** start DATA PROVIDED **

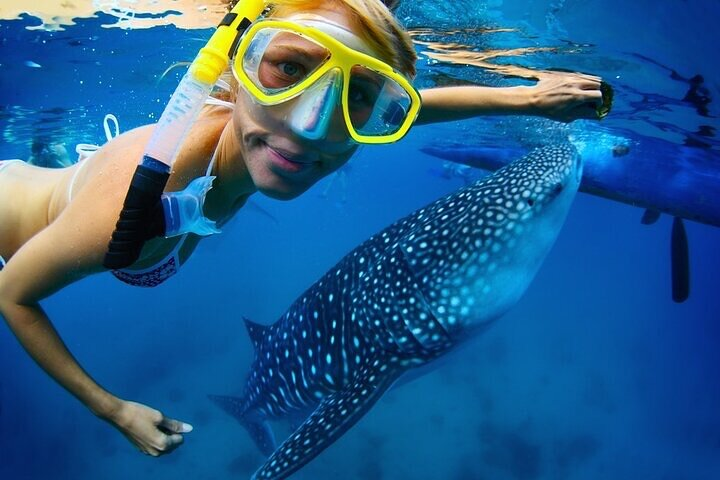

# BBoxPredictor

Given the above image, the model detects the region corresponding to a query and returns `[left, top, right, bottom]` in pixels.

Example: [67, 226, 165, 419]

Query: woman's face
[233, 7, 358, 200]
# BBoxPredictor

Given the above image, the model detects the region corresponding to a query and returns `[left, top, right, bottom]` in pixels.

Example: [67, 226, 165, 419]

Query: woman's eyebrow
[268, 43, 330, 60]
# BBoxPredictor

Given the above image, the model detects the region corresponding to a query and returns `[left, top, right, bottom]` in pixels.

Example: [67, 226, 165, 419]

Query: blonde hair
[213, 0, 417, 102]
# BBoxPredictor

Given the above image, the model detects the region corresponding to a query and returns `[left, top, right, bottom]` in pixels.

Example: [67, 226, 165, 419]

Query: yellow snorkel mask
[233, 15, 420, 144]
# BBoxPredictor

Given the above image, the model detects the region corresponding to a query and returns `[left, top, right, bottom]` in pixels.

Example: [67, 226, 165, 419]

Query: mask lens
[242, 28, 330, 95]
[347, 65, 412, 136]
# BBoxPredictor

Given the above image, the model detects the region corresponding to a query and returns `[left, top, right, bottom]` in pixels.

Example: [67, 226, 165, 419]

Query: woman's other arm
[416, 72, 602, 125]
[0, 127, 189, 455]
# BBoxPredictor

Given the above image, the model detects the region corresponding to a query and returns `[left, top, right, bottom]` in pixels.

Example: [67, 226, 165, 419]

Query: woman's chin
[255, 172, 311, 200]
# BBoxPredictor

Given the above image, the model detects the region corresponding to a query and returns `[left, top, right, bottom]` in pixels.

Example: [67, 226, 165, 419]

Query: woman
[0, 0, 601, 456]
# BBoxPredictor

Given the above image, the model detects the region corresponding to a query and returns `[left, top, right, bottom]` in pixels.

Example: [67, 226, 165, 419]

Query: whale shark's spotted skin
[211, 145, 581, 479]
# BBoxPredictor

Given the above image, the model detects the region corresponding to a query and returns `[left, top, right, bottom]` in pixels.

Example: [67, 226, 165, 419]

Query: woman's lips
[265, 144, 314, 173]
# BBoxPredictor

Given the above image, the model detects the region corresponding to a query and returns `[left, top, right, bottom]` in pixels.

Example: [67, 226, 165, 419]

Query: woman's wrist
[87, 391, 123, 423]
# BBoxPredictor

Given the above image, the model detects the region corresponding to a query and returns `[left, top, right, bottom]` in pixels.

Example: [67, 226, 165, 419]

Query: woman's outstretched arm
[416, 72, 602, 125]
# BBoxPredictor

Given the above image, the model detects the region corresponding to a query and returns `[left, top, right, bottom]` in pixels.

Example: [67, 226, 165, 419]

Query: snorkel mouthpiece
[288, 70, 342, 140]
[103, 0, 265, 269]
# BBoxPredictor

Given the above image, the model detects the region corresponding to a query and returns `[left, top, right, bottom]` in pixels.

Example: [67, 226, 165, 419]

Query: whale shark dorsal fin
[252, 359, 404, 480]
[640, 208, 660, 225]
[243, 317, 268, 352]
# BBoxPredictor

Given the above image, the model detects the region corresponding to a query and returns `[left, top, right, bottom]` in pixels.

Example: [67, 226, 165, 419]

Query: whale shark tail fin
[670, 217, 690, 303]
[208, 395, 277, 457]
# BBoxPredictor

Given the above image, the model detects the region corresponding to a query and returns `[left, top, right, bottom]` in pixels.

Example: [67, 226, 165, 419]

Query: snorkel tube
[103, 0, 265, 269]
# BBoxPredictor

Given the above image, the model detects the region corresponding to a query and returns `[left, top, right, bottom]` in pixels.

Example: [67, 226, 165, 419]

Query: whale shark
[420, 130, 720, 303]
[210, 144, 582, 479]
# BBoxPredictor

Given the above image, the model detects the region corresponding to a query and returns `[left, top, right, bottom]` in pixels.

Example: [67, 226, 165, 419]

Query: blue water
[0, 0, 720, 480]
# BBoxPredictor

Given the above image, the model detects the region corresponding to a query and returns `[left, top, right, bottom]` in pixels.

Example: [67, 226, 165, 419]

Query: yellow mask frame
[232, 19, 421, 144]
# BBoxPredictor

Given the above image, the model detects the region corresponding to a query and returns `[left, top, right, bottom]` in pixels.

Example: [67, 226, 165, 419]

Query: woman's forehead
[272, 3, 360, 34]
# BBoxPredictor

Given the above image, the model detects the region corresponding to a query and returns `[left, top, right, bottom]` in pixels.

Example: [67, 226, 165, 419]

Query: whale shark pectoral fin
[670, 217, 690, 303]
[208, 395, 277, 456]
[640, 208, 660, 225]
[243, 317, 268, 353]
[252, 360, 403, 480]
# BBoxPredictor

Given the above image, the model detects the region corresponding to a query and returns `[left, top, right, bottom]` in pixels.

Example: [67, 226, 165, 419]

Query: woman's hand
[525, 72, 603, 122]
[107, 400, 192, 457]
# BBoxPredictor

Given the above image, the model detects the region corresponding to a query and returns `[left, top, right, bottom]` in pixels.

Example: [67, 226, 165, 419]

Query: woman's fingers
[158, 416, 192, 433]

** end DATA PROVIDED **

## WRITTEN EXERCISE
List every line in the records that contains the word "shark".

## OUTPUT OF THE TASK
Query: whale shark's spotted skin
Query: whale shark dorsal fin
Query: whale shark tail fin
Query: whale shark
Query: whale shark pectoral fin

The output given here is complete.